** Opening SOURCE INFORMATION block **

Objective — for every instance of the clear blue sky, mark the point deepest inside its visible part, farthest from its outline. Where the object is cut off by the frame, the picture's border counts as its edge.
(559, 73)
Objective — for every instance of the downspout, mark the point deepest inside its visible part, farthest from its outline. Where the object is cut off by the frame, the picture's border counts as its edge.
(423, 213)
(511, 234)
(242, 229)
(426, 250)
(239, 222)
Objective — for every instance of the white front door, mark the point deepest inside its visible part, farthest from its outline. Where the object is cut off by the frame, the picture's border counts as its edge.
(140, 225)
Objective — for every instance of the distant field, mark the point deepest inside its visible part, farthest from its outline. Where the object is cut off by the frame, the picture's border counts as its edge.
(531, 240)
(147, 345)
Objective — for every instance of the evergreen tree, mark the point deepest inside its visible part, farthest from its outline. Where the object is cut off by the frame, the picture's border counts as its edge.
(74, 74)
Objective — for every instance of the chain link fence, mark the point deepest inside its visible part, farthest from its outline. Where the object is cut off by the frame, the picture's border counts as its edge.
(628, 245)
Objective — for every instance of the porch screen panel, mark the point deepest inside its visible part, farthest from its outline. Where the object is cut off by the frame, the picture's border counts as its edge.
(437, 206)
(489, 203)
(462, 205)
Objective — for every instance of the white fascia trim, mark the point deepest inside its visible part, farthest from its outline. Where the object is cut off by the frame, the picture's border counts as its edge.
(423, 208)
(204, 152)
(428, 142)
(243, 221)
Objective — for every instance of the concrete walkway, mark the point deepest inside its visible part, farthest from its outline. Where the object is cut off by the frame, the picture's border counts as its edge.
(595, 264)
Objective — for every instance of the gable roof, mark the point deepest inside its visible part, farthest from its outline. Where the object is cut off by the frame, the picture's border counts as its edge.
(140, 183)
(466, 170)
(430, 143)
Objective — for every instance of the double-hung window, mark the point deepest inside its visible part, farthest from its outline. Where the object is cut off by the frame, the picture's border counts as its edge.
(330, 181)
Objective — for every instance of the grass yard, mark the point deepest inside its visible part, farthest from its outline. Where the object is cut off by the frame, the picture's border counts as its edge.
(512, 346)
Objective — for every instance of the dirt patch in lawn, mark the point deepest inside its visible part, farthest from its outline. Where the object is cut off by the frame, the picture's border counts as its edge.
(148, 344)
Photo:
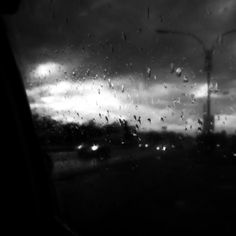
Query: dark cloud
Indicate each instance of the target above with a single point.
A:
(118, 37)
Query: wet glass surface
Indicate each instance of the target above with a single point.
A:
(134, 101)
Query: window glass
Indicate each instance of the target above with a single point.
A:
(134, 101)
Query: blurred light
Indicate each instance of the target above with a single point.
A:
(94, 147)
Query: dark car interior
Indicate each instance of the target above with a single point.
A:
(138, 197)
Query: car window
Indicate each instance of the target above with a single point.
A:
(134, 102)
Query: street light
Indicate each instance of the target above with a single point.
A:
(208, 58)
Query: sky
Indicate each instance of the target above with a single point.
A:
(103, 60)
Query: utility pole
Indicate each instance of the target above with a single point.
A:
(208, 123)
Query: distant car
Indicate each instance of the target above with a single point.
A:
(93, 151)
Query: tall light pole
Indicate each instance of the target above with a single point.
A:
(208, 125)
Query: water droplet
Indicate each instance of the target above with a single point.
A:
(178, 71)
(124, 36)
(149, 71)
(172, 67)
(122, 88)
(185, 79)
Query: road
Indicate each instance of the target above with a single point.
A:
(147, 194)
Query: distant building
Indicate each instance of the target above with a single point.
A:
(164, 128)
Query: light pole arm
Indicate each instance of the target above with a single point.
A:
(160, 31)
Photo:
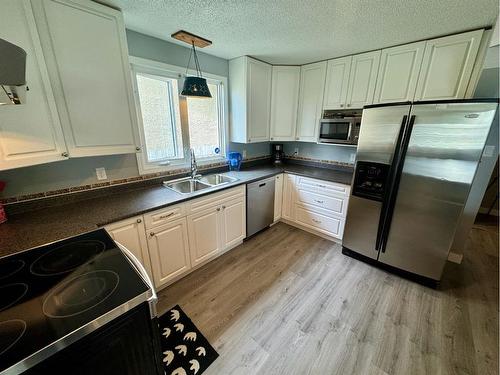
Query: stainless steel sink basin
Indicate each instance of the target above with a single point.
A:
(217, 179)
(186, 186)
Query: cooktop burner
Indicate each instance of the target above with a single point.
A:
(10, 267)
(67, 257)
(80, 294)
(11, 293)
(10, 333)
(52, 291)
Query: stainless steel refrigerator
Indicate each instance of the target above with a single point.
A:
(415, 164)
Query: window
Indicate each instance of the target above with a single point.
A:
(170, 124)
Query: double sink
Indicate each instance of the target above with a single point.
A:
(189, 185)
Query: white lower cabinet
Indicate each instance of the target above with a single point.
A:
(316, 205)
(204, 235)
(169, 251)
(278, 196)
(131, 233)
(288, 197)
(233, 222)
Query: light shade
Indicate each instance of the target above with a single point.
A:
(196, 86)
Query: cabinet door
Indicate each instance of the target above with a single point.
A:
(362, 79)
(287, 211)
(132, 234)
(259, 100)
(169, 249)
(447, 66)
(337, 82)
(233, 222)
(278, 196)
(204, 230)
(86, 51)
(284, 100)
(312, 84)
(30, 133)
(398, 73)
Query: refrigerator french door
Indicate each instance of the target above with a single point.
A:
(415, 164)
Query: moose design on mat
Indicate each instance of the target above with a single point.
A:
(185, 350)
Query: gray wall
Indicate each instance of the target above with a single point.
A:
(487, 88)
(81, 171)
(321, 152)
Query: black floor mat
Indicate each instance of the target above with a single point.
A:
(185, 350)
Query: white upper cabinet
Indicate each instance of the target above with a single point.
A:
(284, 100)
(312, 84)
(447, 66)
(337, 83)
(86, 53)
(30, 133)
(398, 73)
(250, 100)
(362, 79)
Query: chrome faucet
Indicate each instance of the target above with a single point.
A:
(194, 167)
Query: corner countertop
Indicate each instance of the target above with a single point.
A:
(35, 228)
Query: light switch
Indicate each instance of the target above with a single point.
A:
(101, 173)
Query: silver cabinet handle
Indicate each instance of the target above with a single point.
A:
(167, 215)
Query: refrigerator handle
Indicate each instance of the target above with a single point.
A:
(390, 174)
(394, 178)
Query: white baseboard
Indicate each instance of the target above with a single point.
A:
(484, 210)
(455, 257)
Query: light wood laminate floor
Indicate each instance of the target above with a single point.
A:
(289, 302)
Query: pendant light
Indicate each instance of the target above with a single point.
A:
(194, 86)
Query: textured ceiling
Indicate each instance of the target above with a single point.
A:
(298, 31)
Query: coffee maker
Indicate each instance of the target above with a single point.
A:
(277, 152)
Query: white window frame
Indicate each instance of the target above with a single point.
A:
(146, 66)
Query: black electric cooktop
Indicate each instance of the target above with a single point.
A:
(51, 291)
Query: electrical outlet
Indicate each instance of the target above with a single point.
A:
(101, 173)
(489, 151)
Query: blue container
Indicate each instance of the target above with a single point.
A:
(235, 159)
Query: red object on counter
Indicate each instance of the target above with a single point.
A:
(3, 215)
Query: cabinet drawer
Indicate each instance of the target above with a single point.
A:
(321, 186)
(164, 215)
(335, 204)
(215, 199)
(331, 226)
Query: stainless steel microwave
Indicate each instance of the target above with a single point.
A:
(340, 130)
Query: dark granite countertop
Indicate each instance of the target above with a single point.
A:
(34, 228)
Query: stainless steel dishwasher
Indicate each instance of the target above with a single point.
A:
(260, 205)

** Closing SOURCE INFORMATION block **

→ **WHAT IS EXPECTED**:
Write out the records exactly. Do not carry the pictures over.

→ **OUTPUT FOR THIS TASK**:
Objective — for every instance of the clear blue sky, mark the point deepest inside its visible part, farthest from its outline. Where the object is cut off by the frame, the picture's border counts as its edge.
(559, 73)
Objective — for every instance of the downspout, mark the point deepest inside its visible part, farthest from its outline. Where the object is cut off by the frame, the picture's border counts as its edge.
(423, 213)
(511, 234)
(242, 229)
(426, 250)
(239, 222)
Objective — for every instance of the white front door, mark the point deepest inside its visible part, farthest from its outline. Where the object is cut off by the frame, the picture's border counts as its edge.
(140, 225)
Objective — for every instance of the distant field, mark the point deepest inside its visible part, farthest from its outline. Where the object is cut off by the frame, the picture's border counts as its edge.
(531, 240)
(147, 345)
Objective — for every instance of the evergreen tree, mark the point deepest inside its visible part, farthest from its outline. Where the object is cut off by the frame, the picture's border counts as its edge.
(74, 74)
Objective — for every instance of the chain link fence, mark the point deepest inside its visible part, farthest from its outline. Where the object is cut off by the frame, the picture's border counts as its edge.
(628, 245)
Objective — for every instance of the porch screen panel, mark the point deepest inside its visible part, farthest from its outline. Where the object is cut off by the frame, the picture's border counts as its edge.
(437, 206)
(489, 203)
(462, 205)
Objective — for every instance of the white fascia trim, mark the point deepest inside its visible part, farthest from its outline. Where the object is cut off by the frame, the picture's border counts as its edge.
(423, 208)
(204, 152)
(428, 142)
(243, 221)
Objective — for every instance of the concrete walkway, mark the point deepest inside its visible part, farthest from its outline. Where the object is cut off by the frame, the picture's border counts as its edge.
(595, 264)
Objective — for every instance of the gable roof, mark the point deepest inside its visible part, farthest from its outline. Where the object is cut off by the frame, the picture's border counts as its edge.
(140, 183)
(466, 170)
(430, 143)
Objective — for every instance of the double-hung window, mark the point deepest inside its visible part, farthest from its outline. Where the object is cut off by the frame, the picture's border counts as its edge.
(330, 181)
Objective — for every instance of the grass yard, mark the point deepest inside its visible part, farthest from its outline. Where the object is cut off by the frame, the picture's border counts as its edge.
(512, 346)
Objective — for every instance of the dirt patch in lawn, mark the point deepest inside its visible part, farthest from its outline. Where the object is cut off by the frame, the picture's border counts as its edge.
(148, 344)
Photo:
Query: dark cloud
Indicate each instance of the target above with a single point.
A:
(118, 37)
Query: wet glass surface
Indicate each instance of the target above with a single point.
A:
(134, 101)
Query: window glass
Indicate each instance of the target above with a single point.
A:
(134, 101)
Query: blurred light
Indicate each instance of the target above with a single point.
A:
(94, 147)
Query: dark car interior
Indicate each instance of the target above with a single point.
A:
(138, 197)
Query: car window
Indicate each instance of the target above with a single point.
A:
(134, 102)
Query: street light
Indicate each instance of the target above with a single point.
A:
(208, 58)
Query: sky
Indicate each instance of the target above with a single point.
A:
(103, 60)
Query: utility pole
Indicate each instance of the target above with a single point.
A:
(208, 123)
Query: distant car
Indicate each instance of the target above with a single point.
A:
(93, 151)
Query: tall light pole
Indicate each instance of the target above with a single point.
A:
(208, 125)
Query: water droplet
Indicate each instance of the target above with a single point.
A:
(178, 71)
(124, 36)
(149, 71)
(172, 67)
(122, 88)
(185, 79)
Query: road
Indicate each instance of the target above with a single point.
A:
(147, 194)
Query: distant building
Indicate each instance of the target above with a single point.
A:
(164, 128)
Query: light pole arm
Indicate each instance of the target above with a single point.
A:
(160, 31)
Photo:
Query: stainless steel sink basin
Indicate each instance of the target above with a single point.
A:
(217, 179)
(186, 186)
Query: cooktop burner
Indicate each instance of the target above with a single point.
A:
(10, 267)
(67, 257)
(80, 294)
(11, 293)
(10, 333)
(52, 291)
Query: stainless steel refrigerator
Indicate each instance of the target above with a single point.
A:
(415, 164)
Query: window
Indicate each instance of the target above with a single point.
A:
(170, 124)
Query: double sink
Indicate each instance of the target above with a single point.
A:
(189, 185)
Query: white lower cabinet
Indicate each instance of the target above with a single point.
A:
(316, 205)
(204, 235)
(169, 251)
(278, 196)
(131, 233)
(288, 197)
(233, 222)
Query: light shade
Indicate each instance of the target above with a single point.
A:
(196, 86)
Query: cabinet door
Indicate each instance of the target above with a single point.
A:
(362, 79)
(287, 211)
(132, 234)
(259, 100)
(169, 249)
(447, 66)
(337, 82)
(233, 222)
(278, 196)
(204, 230)
(86, 51)
(284, 100)
(312, 84)
(30, 133)
(398, 73)
Query: refrigerator french door
Indicate each instance of the target above with a single point.
A:
(415, 164)
Query: moose design on mat
Indicate each instance of the target above with a single point.
A:
(185, 350)
Query: gray wall
Indicate each instance of the target above with a single point.
A:
(487, 88)
(81, 171)
(321, 152)
Query: black floor mat
Indicate each instance of the target above with a single point.
A:
(185, 350)
Query: white upper cabinet
Indicate each instance of the target above with a single point.
A:
(284, 100)
(312, 84)
(447, 66)
(337, 83)
(86, 53)
(30, 133)
(398, 73)
(250, 100)
(362, 79)
Query: chrome faucet
Indicate each instance of the target above with a single point.
A:
(194, 167)
Query: corner countertop
Indicate each instance of the target above with a single point.
A:
(35, 228)
Query: light switch
Indicate each instance of the target above with a single point.
A:
(101, 173)
Query: silver cabinet handle
Indicate each instance of the target above with a single point.
A:
(167, 215)
Query: refrigerator handle
Indicate each instance of the target above with a single point.
A:
(390, 174)
(394, 178)
Query: white baseboard
Indicate each instance of the target above with a single point.
A:
(484, 210)
(455, 257)
Query: light wood laminate floor
Indicate each instance of the target above with a single point.
A:
(289, 302)
Query: pendant light
Indicate each instance of the target above with a single point.
A:
(194, 86)
Query: textured ceiling
Indicate each instance of the target above with a single point.
A:
(298, 31)
Query: coffee maker
Indicate each instance of the target above with a single point.
A:
(277, 152)
Query: white window frame
Indicate each instance of the target above with a single point.
A:
(146, 66)
Query: black electric cooktop
Indicate each instance of the target above with a single point.
A:
(51, 291)
Query: electrical outlet
Indicate each instance of the target above with a single point.
A:
(101, 173)
(489, 151)
Query: blue container
Indicate each instance of the target above with a single point.
A:
(235, 159)
Query: red object on counter
Indicate each instance of the target above with a single point.
A:
(3, 215)
Query: cabinet drawer
Indicate each instance of the target above with a single point.
A:
(321, 186)
(164, 215)
(335, 204)
(215, 199)
(331, 226)
Query: stainless steel microwave
Indicate each instance of the target above with a single point.
A:
(340, 130)
Query: dark granite countertop
Indicate each instance of the target above with a single point.
A:
(34, 228)
Query: stainless steel dishwasher
Indicate each instance of the target above with a single point.
A:
(260, 205)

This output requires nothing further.